TASK TO CARRY OUT ▸
Each line of the data should be duplicated precisely.

Extracted records ▸
== Segment start ==

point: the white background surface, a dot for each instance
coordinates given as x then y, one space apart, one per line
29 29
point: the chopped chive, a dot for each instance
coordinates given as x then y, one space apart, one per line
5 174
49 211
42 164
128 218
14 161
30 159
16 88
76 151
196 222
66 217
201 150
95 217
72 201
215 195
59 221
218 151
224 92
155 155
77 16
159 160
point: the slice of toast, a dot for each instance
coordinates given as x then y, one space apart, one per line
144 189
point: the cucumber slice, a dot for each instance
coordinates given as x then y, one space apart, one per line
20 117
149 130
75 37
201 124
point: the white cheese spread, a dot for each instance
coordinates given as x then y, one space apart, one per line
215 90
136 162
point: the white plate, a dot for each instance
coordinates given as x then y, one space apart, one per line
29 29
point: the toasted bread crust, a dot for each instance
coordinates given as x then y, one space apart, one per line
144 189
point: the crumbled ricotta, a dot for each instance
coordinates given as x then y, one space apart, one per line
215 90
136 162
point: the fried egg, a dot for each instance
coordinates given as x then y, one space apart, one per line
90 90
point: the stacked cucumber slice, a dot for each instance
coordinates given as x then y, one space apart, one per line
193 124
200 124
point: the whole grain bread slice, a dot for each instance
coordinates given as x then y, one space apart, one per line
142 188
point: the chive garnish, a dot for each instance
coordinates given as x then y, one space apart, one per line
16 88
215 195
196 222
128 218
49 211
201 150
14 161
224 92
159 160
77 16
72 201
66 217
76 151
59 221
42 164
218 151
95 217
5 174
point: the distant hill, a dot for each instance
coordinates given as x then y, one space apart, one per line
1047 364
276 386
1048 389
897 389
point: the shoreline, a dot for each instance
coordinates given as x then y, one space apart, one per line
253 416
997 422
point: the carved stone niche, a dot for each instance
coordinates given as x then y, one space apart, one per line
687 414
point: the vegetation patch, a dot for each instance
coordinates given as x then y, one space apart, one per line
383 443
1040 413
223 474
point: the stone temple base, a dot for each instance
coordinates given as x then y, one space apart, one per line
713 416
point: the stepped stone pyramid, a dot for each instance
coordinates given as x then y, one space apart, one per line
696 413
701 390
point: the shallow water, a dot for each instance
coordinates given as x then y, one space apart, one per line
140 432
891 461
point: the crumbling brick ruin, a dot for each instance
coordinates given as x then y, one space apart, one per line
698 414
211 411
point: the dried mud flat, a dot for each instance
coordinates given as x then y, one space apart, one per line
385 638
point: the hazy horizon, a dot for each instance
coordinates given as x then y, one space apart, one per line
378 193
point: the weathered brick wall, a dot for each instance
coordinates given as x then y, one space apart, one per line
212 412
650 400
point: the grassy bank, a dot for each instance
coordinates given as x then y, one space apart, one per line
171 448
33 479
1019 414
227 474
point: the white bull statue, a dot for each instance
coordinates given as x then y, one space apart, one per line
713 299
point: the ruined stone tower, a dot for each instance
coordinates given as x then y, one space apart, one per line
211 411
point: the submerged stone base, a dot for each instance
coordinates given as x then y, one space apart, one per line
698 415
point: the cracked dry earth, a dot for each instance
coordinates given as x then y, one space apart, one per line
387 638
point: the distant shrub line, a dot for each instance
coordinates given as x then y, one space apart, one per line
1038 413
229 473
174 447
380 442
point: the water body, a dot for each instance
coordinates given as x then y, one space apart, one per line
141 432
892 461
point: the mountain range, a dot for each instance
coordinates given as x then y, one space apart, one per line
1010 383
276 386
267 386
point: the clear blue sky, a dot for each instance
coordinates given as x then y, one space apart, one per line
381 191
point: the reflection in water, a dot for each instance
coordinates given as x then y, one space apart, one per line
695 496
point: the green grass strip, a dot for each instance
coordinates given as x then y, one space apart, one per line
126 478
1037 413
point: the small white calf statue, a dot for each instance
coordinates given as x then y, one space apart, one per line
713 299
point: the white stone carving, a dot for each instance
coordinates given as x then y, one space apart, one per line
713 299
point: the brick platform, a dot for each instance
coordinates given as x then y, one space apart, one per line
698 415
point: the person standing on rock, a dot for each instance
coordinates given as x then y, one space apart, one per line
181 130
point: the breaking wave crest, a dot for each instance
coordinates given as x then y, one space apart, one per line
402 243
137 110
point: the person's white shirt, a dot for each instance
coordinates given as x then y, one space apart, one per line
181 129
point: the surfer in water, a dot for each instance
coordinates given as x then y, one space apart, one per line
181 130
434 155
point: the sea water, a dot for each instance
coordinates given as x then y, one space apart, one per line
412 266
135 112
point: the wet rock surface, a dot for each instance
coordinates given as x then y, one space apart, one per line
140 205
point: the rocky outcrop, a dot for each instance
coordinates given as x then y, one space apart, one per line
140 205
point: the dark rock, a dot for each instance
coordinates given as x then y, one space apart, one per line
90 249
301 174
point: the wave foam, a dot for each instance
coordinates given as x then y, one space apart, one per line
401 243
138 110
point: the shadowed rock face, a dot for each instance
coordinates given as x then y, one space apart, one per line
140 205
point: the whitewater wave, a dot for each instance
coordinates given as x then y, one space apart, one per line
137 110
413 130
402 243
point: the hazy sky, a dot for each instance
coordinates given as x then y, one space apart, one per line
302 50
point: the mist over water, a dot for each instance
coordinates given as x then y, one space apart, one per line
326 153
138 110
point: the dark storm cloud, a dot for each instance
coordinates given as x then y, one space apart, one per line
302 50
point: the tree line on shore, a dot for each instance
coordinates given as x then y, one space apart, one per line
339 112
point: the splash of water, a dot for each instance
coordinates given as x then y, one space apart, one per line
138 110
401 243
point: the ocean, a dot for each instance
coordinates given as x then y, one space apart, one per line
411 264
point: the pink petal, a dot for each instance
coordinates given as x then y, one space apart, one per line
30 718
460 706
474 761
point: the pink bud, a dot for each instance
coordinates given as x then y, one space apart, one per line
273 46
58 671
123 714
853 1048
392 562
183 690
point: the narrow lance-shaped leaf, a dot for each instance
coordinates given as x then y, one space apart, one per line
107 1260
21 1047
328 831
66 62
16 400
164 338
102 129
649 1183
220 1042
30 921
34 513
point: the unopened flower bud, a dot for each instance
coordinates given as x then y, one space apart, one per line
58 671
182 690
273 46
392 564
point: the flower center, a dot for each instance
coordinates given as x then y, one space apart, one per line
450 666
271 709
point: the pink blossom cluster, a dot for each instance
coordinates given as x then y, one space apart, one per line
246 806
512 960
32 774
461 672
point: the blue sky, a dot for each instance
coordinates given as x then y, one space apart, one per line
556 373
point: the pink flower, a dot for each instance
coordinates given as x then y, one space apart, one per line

== Segment end ==

REPLY ▸
point: the white background surface, a dot for each instance
coordinates given as x then y, one space apart, one per line
29 29
point: the chopped chive, a dot for each instance
coordinates given as x then y, one space apart, one per line
5 174
49 211
42 164
128 218
14 161
30 159
16 88
76 151
196 222
66 217
201 150
95 217
72 201
215 195
59 221
218 151
224 92
155 155
77 16
159 160
point: the slice of toast, a dot for each instance
coordinates given as x then y, one space apart, one per line
144 189
point: the cucumber slice, a dot for each instance
coordinates given as x then y, one space apart, one per line
20 117
149 130
75 37
201 124
point: the white cheese spread, a dot for each instance
coordinates given as x then y, one space apart, one per line
215 90
136 162
point: the white plate, a dot for each instance
coordinates given as x then y, one space apart, one per line
29 29
point: the toasted bread crust, a dot for each instance
coordinates given as x then y, one space apart, one per line
144 189
point: the crumbled ricotta, a dot for each instance
coordinates given as x then y, one space apart, one per line
215 90
136 162
point: the fried egg, a dot for each instance
coordinates given as x then y, one space apart, one per line
90 90
point: the stacked cucumber slice, a dot for each instance
coordinates given as x then y, one space apart, one per line
193 124
200 124
point: the whole grain bread slice, a dot for each instance
coordinates given as x then y, one space apart, one per line
142 188
point: the chive garnish, a dot for each instance
coordinates given as x then y, one space apart, one per line
16 88
215 195
196 222
128 218
49 211
201 150
14 161
224 92
159 160
77 16
72 201
66 217
76 151
59 221
42 164
218 151
95 217
5 174
point: the distant hill, a dot for each instance
coordinates given as x then y, one space apart, one per line
1047 364
276 386
1048 389
897 389
point: the shoreline, a dot for each instance
coordinates given as x then y, one space apart, one per line
253 416
997 422
point: the carved stone niche, a dot for each instance
coordinates given as x then y, one space apart, one per line
687 414
point: the vegetation patch, a dot for each instance
coordinates given as x then y, one space apart, one per line
383 443
1040 413
223 474
point: the stone temple base, a dot for each instance
coordinates given as x then y, one space apart, one per line
713 416
point: the stepped stone pyramid, a dot for each instance
coordinates given as x then y, one space apart, one per line
696 413
701 390
point: the shallow water, a dot for each instance
coordinates given as x then y, one space apart, one per line
140 432
891 461
point: the crumbling brick ruin, a dot for each instance
coordinates given as x then y, one space apart, one per line
698 414
211 411
point: the dried mud flat, a dot for each instance
coordinates given as x then y, one space apart, one per line
385 638
point: the hazy horizon, a dot for each instance
coordinates given as x then y, one space apart, one per line
378 193
point: the weathered brick wall, a dot for each instance
coordinates given as x then y, one space apart, one per line
212 412
650 400
point: the grassy bank, a dot for each instance
coordinates given as x then y, one space apart, one per line
171 448
33 479
1019 414
227 474
point: the white bull statue, a dot for each instance
coordinates given as x then y, one space apart, one per line
713 299
point: the ruined stone tower, a dot for each instance
coordinates given as x then y, one space apart, one per line
211 411
point: the submerged stone base, a dot for each instance
coordinates given as x then y, one space apart, one per line
698 415
point: the cracked dry earth, a dot for each instance
coordinates given as x then y, one space apart, one per line
387 638
point: the distant shrub line, a dot for each instance
coordinates given as x then y, one space apart, one per line
1038 413
229 473
174 447
380 442
point: the water body, a dot for each instance
coordinates given as x then y, one space apart, one per line
141 432
892 461
point: the mountain range, a dot for each instance
coordinates given as x then y, one space apart, one per line
1010 383
276 386
267 386
point: the clear blue sky, a dot for each instance
coordinates given as x then y, one space apart, one per line
381 191
point: the reflection in water, a dot for each instance
coordinates given as x then y, one space apart, one per line
695 496
point: the green grass strip, a dot for each instance
coordinates given as x then y, one space apart, one per line
126 478
1037 413
point: the small white calf statue, a dot for each instance
coordinates given as x then y, one space apart, one per line
713 299
point: the white stone carving, a dot for each instance
coordinates given as x then y, one space apart, one per line
713 299
point: the brick platform, a dot for each instance
coordinates given as x then y, one space apart, one per line
698 415
point: the person standing on rock, a dot for each instance
coordinates given as x then y, one space apart, one per line
181 130
point: the breaking wave crest, a dot for each instance
coordinates given as x then y, one space apart, one per line
402 243
137 110
point: the person's white shirt, a dot for each instance
coordinates given as x then y, one space apart, one per line
181 129
point: the surfer in water, a dot for each instance
coordinates given as x then y, one space apart, one per line
181 130
434 155
point: the sea water, a dot for each instance
coordinates given as x then y, one space apart, one per line
412 266
135 112
point: the wet rock surface, a dot for each instance
coordinates given as x then y, one space apart, one per line
140 205
point: the rocky outcrop, a dot for each instance
coordinates given as x then y, one space apart, one per line
140 205
point: the dark rock, a dot for each instance
coordinates given as x then y, one space apart, one per line
90 249
301 174
point: the wave foam, a dot for each instance
coordinates given as x then y, one space apart, one per line
401 243
138 110
point: the shadowed rock face, a dot for each instance
coordinates given as x then y, one space apart, one per line
140 205
point: the whitewater wave, a dot for each instance
coordinates given as x then y, one space apart, one per line
137 110
413 130
402 243
point: the hazy sky, a dot for each instance
coordinates given as x then y, one space apart, one per line
302 50
point: the mist over water, a dot for each instance
coordinates given as x then y, one space apart, one per line
326 153
138 110
point: the dark storm cloud, a dot for each instance
coordinates given as x then y, one space apart, one per line
302 50
point: the tree line on shore, a dot for each instance
coordinates given as x then y, one space apart, one per line
339 112
point: the splash of water, a dot for each instance
coordinates given as x then y, one space apart, one per line
138 110
401 243
point: the ocean, a dot for each instance
coordinates given as x then y, one space apart, one per line
411 264
point: the pink petal, a dot for each instance
coordinates given as x then y, one space apart, one per line
30 718
460 706
474 761
point: the pink bud, a dot for each instance
coordinates given as x then y, one space apart, one per line
273 46
58 671
123 714
853 1048
392 562
183 690
point: the narrow lance-shaped leaf, a dot for each instance
coordinates given as x then y, one space apart, one per line
107 1260
21 1047
328 831
66 62
16 400
164 338
102 129
649 1183
220 1042
30 921
34 513
point: the unopened flower bud, a dot for each instance
coordinates given as x then y, one space apart, one per line
58 671
182 690
273 46
392 564
point: the flower center, a dot for each instance
coordinates given as x then y, one space apart, one per line
450 666
271 709
point: the pink blossom cluster, a dot for each instance
coordinates given as x then y, one space apart, one per line
246 806
512 960
32 774
461 672
point: the blue sky, a dot for each instance
coordinates given as x then y, one space apart, one per line
556 373
point: the pink flower, a dot for each instance
coordinates given as x then y, one space apart, one per line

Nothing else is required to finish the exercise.